Instruction
Rewrite the listing below with every "tower leg" changed to "pylon leg", leaving everything else untouched.

* START Supplied material *

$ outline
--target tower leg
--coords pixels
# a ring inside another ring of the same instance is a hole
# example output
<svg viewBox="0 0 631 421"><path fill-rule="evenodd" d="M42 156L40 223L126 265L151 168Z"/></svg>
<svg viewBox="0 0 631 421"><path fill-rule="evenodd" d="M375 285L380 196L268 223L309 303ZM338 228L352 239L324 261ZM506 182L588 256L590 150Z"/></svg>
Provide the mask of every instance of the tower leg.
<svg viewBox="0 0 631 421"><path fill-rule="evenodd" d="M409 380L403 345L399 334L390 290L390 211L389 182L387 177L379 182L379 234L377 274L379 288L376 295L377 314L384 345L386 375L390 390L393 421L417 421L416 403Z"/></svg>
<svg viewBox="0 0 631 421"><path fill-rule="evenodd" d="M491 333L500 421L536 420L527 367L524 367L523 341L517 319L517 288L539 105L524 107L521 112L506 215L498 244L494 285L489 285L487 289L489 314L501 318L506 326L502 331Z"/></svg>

* END Supplied material *

Response
$ outline
--target pylon leg
--coords pixels
# a ring inside another ring of the same instance is a hole
# example output
<svg viewBox="0 0 631 421"><path fill-rule="evenodd" d="M42 156L40 223L126 265L151 168Z"/></svg>
<svg viewBox="0 0 631 421"><path fill-rule="evenodd" d="M375 285L380 196L268 223L309 303ZM338 228L352 239L324 261ZM506 182L588 256L590 150Z"/></svg>
Provide the mask of every instance of the pylon leg.
<svg viewBox="0 0 631 421"><path fill-rule="evenodd" d="M409 380L403 345L399 334L390 290L390 211L389 182L387 177L379 182L379 234L377 274L379 288L376 295L377 314L384 345L386 375L390 390L393 421L417 421L416 403Z"/></svg>
<svg viewBox="0 0 631 421"><path fill-rule="evenodd" d="M491 333L500 421L536 420L527 367L524 367L523 341L517 319L517 288L539 105L524 107L521 112L506 215L498 244L494 285L489 285L487 289L489 314L501 318L506 326L502 331Z"/></svg>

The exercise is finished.